#### Supplied information
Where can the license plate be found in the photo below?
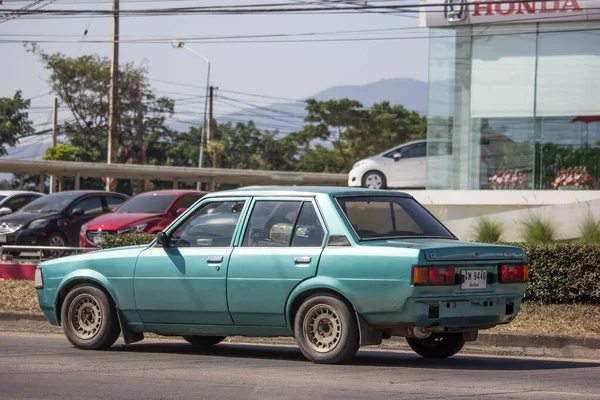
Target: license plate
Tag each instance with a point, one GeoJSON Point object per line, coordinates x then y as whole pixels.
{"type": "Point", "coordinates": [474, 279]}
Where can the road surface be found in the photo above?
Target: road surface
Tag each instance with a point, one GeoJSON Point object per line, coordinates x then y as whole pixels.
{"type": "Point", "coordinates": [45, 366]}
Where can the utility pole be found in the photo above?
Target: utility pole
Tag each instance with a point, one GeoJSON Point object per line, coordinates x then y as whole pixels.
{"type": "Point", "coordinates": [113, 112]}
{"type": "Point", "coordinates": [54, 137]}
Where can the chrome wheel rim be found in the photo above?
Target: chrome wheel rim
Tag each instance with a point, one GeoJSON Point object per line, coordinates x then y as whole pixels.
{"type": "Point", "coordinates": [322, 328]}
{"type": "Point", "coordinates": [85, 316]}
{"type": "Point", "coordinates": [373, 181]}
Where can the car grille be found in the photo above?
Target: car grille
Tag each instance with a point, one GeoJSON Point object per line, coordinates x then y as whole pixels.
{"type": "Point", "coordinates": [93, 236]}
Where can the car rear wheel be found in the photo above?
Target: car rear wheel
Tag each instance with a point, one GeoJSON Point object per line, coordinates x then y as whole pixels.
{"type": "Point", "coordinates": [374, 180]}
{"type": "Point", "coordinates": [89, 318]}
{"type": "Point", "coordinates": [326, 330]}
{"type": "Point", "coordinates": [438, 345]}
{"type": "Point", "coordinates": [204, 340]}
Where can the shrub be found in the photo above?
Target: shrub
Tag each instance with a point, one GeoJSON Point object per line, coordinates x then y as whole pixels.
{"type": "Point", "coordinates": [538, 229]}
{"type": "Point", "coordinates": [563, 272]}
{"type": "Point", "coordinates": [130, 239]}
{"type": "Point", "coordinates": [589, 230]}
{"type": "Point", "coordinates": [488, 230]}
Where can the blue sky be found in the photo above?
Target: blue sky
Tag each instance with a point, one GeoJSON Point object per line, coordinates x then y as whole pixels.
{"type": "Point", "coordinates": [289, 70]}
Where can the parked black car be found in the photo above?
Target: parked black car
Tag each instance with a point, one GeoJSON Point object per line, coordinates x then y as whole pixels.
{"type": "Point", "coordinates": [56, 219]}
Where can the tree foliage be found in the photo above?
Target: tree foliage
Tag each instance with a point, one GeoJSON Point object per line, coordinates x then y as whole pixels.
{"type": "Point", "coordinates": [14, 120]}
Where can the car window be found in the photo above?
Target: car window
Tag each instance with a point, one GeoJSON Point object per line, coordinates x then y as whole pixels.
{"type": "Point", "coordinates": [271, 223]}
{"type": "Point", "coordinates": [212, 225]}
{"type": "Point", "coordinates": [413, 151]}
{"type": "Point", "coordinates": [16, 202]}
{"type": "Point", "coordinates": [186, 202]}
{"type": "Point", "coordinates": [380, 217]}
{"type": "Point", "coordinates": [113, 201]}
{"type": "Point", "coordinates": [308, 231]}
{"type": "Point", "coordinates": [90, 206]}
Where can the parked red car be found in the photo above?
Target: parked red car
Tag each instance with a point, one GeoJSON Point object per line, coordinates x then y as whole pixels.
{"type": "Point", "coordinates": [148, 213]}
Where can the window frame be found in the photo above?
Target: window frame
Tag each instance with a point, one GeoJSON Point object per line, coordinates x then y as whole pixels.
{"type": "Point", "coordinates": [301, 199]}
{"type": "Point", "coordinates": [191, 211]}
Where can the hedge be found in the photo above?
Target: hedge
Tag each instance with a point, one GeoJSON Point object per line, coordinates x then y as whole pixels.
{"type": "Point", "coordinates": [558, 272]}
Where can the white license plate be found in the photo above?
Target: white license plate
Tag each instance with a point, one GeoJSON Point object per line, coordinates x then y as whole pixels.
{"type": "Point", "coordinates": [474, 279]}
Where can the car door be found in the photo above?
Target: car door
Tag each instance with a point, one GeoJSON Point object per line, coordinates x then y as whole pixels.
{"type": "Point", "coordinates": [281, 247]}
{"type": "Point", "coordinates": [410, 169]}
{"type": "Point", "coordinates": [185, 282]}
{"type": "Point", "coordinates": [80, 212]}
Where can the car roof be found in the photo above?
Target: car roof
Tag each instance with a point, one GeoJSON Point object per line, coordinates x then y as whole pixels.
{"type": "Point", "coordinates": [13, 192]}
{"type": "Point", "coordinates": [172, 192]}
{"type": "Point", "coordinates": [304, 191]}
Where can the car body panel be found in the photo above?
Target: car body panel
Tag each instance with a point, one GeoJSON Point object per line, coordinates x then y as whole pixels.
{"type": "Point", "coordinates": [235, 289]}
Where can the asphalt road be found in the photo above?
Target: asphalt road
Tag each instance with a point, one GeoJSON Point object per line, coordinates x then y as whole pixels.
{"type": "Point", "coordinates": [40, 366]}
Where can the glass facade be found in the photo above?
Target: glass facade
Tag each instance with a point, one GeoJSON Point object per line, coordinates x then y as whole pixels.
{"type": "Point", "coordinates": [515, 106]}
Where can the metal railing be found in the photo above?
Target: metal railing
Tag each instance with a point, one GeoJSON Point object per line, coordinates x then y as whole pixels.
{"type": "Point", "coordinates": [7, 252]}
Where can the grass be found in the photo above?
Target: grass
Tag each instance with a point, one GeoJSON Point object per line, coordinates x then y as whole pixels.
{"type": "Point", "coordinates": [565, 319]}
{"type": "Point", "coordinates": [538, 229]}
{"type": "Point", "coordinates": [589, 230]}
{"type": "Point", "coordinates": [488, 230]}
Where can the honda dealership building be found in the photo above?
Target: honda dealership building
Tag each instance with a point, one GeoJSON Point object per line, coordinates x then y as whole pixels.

#### Aim
Transcribe the complete set of entries verbatim. No pictures belong in the copy.

#### Solution below
Where can the license plate be found in the photo below?
Target: license plate
Tag each instance with a point, one GeoJSON Point object per line, coordinates x then y as whole pixels.
{"type": "Point", "coordinates": [474, 279]}
Where can the road surface be found in the photo above?
Target: road surface
Tag each instance with a point, one GeoJSON Point object per line, coordinates x then y as whole pixels.
{"type": "Point", "coordinates": [45, 366]}
Where can the utility pole be found in the photo above?
Target: utility pole
Tag each instance with a point, one GeoJSON Point object per line, coordinates x then y as whole pixels.
{"type": "Point", "coordinates": [113, 112]}
{"type": "Point", "coordinates": [54, 137]}
Where can the chrome wheel rim be found in the photo above?
Target: chrome wheel rim
Tag each instance with a point, one GeoJSON Point object per line, coordinates x then y as whole pixels.
{"type": "Point", "coordinates": [322, 328]}
{"type": "Point", "coordinates": [85, 316]}
{"type": "Point", "coordinates": [373, 181]}
Where can the car grille be found in the photo above?
Target: car grille
Tag each instance with a point, one GeoJSON Point object per line, coordinates x then y as whole pixels.
{"type": "Point", "coordinates": [93, 236]}
Where can the car rear wheel be found in the photo above?
Target: car rear wheel
Tag each instance with a point, one GeoJSON Point object per line, coordinates x then y as whole pixels.
{"type": "Point", "coordinates": [374, 180]}
{"type": "Point", "coordinates": [89, 318]}
{"type": "Point", "coordinates": [326, 330]}
{"type": "Point", "coordinates": [438, 345]}
{"type": "Point", "coordinates": [204, 340]}
Where can the shrub be found in the photo above?
Target: shrub
Tag each instance with a point, one GeoJSON Point object per line, coordinates x then y as whole pixels.
{"type": "Point", "coordinates": [538, 229]}
{"type": "Point", "coordinates": [563, 272]}
{"type": "Point", "coordinates": [130, 239]}
{"type": "Point", "coordinates": [589, 230]}
{"type": "Point", "coordinates": [488, 230]}
Where can the blue sky be found in the photo above?
Target: blue sky
Tag each instance with a point, one GeoJSON Point object per line, coordinates x then y as whole pixels.
{"type": "Point", "coordinates": [289, 70]}
Where can the parked black car be found in the photo above?
Target: parked black car
Tag each instance with a point, one GeoJSON Point object per line, coordinates x then y as whole pixels.
{"type": "Point", "coordinates": [56, 219]}
Where can the tree foliage be found in the photo above?
Target: tree foliage
Tag each instance with a point, one GeoJSON Point object per line, coordinates x then y as whole pixels.
{"type": "Point", "coordinates": [14, 120]}
Where can the car window be found in the photo above?
Target: car window
Tag each instance with a point, one GeoJSON Point object per line, coordinates x then y as whole pixels.
{"type": "Point", "coordinates": [271, 223]}
{"type": "Point", "coordinates": [212, 225]}
{"type": "Point", "coordinates": [413, 151]}
{"type": "Point", "coordinates": [16, 202]}
{"type": "Point", "coordinates": [186, 202]}
{"type": "Point", "coordinates": [380, 217]}
{"type": "Point", "coordinates": [113, 201]}
{"type": "Point", "coordinates": [308, 231]}
{"type": "Point", "coordinates": [90, 206]}
Where can the parked red car be found in the photo above?
Target: parked red car
Tag each instance with a point, one GeoJSON Point object per line, coordinates x then y as whole pixels.
{"type": "Point", "coordinates": [148, 213]}
Where can the window frame be found in the photo above?
Target: window frame
Tag each instance with a point, one GeoJSON Point object per line, coordinates x then y as whole pixels.
{"type": "Point", "coordinates": [301, 199]}
{"type": "Point", "coordinates": [191, 211]}
Where can the hedge be found in the photo above?
Target: hedge
Tag each instance with a point, one GeoJSON Point object per line, coordinates x then y as whole pixels.
{"type": "Point", "coordinates": [558, 272]}
Where can the white license plate be found in the photo above?
Target: white license plate
Tag each instance with a point, one GeoJSON Point object per line, coordinates x then y as whole pixels.
{"type": "Point", "coordinates": [474, 279]}
Where can the car door be found in the photo above?
Target: car door
Tag each instance with a point, one GeoJSON Point object per line, coordinates x then y as whole pixels.
{"type": "Point", "coordinates": [281, 247]}
{"type": "Point", "coordinates": [410, 169]}
{"type": "Point", "coordinates": [185, 282]}
{"type": "Point", "coordinates": [80, 212]}
Where can the car roof be found in the photo above?
Target: car roof
Tag each instance with a point, one GeoJSON Point object per line, coordinates x then y as whole pixels.
{"type": "Point", "coordinates": [13, 192]}
{"type": "Point", "coordinates": [172, 192]}
{"type": "Point", "coordinates": [304, 191]}
Where can the car body panel be found in the photo above?
Target: car body panel
Tag each instance with a point, one GeoJSON Point object per line, coordinates x then y as whole pixels.
{"type": "Point", "coordinates": [235, 289]}
Where can the asphalt road be found in the photo above?
Target: asphalt road
Tag each instance with a point, one GeoJSON Point object per line, coordinates x then y as whole pixels.
{"type": "Point", "coordinates": [40, 366]}
Where can the glass facade be found in the photo above?
Target: glass facade
Tag each instance with a point, one GeoJSON Point object per line, coordinates x then y as whole pixels.
{"type": "Point", "coordinates": [515, 106]}
Where can the metal railing be found in the photo above?
Target: metal railing
Tag each instance with a point, one GeoJSON Point object per line, coordinates x then y as whole pixels.
{"type": "Point", "coordinates": [7, 252]}
Where can the grass be found in the photo above?
Target: grass
Tag each instance with a point, one GeoJSON Point object per line, coordinates x then y as whole pixels.
{"type": "Point", "coordinates": [565, 319]}
{"type": "Point", "coordinates": [538, 229]}
{"type": "Point", "coordinates": [589, 230]}
{"type": "Point", "coordinates": [488, 230]}
Where can the honda dealership building be found in the photo above?
Target: honda dealership building
Tag each instance with a point, one GeoJSON Point object per line, coordinates x then y as whole pixels.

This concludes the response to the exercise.